Provided passage
In support of the aforementioned contentions, reliance has been
placed by Mr. Bhat on Steel Authority of India Ltd. Vs. J.C. Budharaja,
Government and Mining Contractor [(1999) 8 SCC 122], Shyama Charan
Agarwala & Sons Vs. Union of India [(2002) 6 SCC 201], McGregor on
Damages, 16th edition, pages 1142 and 1143 and Mertens Vs. Home Freeholds
Co. Ltd. and Others [1921] All E.R. Rep. 372.

Mr. Arvind Kumar Tiwari, the learned counsel appearing on behalf
of the appellant, on the other hand, would submit that as the learned
arbitrator passed an interim order with the consent of the parties,
Sumangal at a later stage cannot be permitted to take a different stand.
In view of the interim order passed by one of the learned arbitrators, a
notice inviting tender was issued whereafter contract was awarded to a
third party and, thus, the bid made pursuant thereto could validly be
made the basis of determination of quantum of damages. The plea of
frustration of contract raised by Sumangal has rightly been rejected by
the learned arbitrators as the same was a self-induced one having regard
to the fact that it itself got the ban orders issued by the municipal
authorities. In any event Sumangal in terms of the contract being liable
for obtaining sanction of the building plans, must be held to have
failed to perform its part of contract and consequentially has rightly
been held liable for damages.

Extracted records
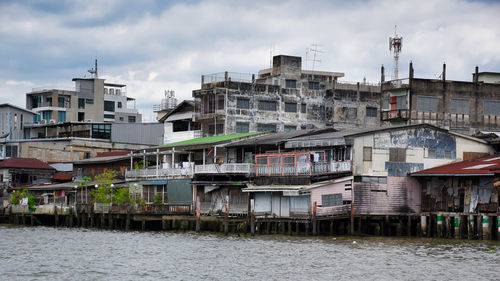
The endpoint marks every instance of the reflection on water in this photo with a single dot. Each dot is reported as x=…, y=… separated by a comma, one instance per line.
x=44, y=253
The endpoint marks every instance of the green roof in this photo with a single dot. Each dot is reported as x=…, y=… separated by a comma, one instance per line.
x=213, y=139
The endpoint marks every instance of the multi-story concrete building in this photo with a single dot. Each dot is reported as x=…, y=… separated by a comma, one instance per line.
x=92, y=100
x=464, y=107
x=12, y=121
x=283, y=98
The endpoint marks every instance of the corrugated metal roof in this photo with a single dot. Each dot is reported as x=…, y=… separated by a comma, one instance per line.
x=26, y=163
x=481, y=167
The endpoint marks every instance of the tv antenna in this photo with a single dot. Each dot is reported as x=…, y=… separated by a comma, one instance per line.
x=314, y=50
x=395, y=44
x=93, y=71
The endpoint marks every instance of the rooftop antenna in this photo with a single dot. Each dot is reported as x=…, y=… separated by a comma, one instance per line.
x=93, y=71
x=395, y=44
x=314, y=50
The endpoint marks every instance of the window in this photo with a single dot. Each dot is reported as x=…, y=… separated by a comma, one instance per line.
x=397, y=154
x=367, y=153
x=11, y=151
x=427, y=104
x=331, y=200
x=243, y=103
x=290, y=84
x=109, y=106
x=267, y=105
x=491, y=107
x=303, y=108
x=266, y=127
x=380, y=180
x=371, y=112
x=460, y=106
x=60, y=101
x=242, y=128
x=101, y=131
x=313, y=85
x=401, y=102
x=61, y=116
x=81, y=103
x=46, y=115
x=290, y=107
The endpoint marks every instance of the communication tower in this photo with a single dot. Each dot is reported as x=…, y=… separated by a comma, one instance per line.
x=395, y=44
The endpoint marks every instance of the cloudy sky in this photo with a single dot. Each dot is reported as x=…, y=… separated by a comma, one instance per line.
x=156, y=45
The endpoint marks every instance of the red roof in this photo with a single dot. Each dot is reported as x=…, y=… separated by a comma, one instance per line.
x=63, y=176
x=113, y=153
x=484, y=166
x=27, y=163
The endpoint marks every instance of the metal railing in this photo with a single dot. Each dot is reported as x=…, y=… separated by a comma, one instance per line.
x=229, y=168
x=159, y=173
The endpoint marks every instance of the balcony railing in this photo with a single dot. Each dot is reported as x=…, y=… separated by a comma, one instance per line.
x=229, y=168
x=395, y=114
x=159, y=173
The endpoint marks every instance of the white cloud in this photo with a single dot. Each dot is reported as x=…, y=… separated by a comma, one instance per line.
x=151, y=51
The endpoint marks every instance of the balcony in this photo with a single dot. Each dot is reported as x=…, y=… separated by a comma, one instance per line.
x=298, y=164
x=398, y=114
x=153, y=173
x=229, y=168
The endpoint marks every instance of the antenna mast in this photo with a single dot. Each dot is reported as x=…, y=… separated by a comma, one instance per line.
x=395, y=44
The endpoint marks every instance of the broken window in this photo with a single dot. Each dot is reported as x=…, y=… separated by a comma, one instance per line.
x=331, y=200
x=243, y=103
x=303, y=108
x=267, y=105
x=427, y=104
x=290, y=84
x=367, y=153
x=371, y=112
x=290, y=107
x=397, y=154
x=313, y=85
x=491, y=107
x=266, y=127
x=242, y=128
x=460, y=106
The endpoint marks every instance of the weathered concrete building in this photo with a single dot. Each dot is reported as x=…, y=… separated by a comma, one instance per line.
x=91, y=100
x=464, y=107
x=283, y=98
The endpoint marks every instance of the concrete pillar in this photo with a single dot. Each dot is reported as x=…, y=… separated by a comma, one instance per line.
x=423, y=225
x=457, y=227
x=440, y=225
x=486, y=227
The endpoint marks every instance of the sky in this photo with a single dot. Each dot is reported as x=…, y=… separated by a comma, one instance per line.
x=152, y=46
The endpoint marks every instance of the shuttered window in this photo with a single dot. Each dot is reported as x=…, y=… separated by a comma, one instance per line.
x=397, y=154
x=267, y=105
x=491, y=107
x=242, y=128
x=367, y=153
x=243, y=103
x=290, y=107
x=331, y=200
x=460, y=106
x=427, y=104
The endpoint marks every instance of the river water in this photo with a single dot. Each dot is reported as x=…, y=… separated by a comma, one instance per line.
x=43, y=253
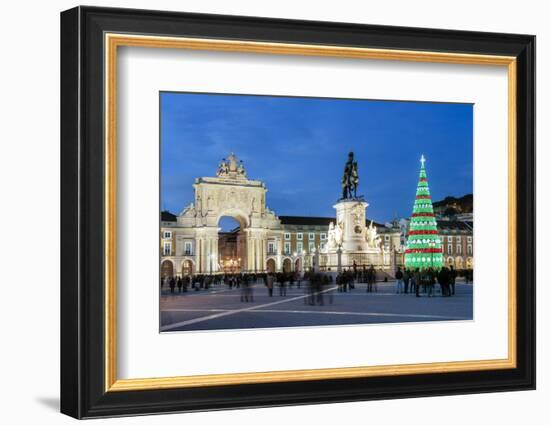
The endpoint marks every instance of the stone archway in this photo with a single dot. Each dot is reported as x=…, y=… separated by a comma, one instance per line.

Required tasks
[a] List every authority that Mr. Bhat relied on in the judgment excerpt.
[b] Copy the records word for word, everything from the line containing "The endpoint marks every instance of the river" down to the end of the records, and leave the pictures out.

Answers to the problems
[a]
- Steel Authority of India Ltd. Vs. J.C. Budharaja, Government and Mining Contractor [(1999) 8 SCC 122]
- Shyama Charan Agarwala & Sons Vs. Union of India [(2002) 6 SCC 201]
- McGregor on Damages, 16th edition, pages 1142 and 1143
- Mertens Vs. Home Freeholds Co. Ltd. and Others [1921] All E.R. Rep. 372

[b]
The endpoint marks every instance of the river water in this photo with a single dot. Each dot is reported as x=…, y=… separated by a comma, one instance per line.
x=43, y=253
The endpoint marks every instance of the stone archway in this photo with a single dot. Each dot is reported as x=…, y=… separated by a comma, one instance per line.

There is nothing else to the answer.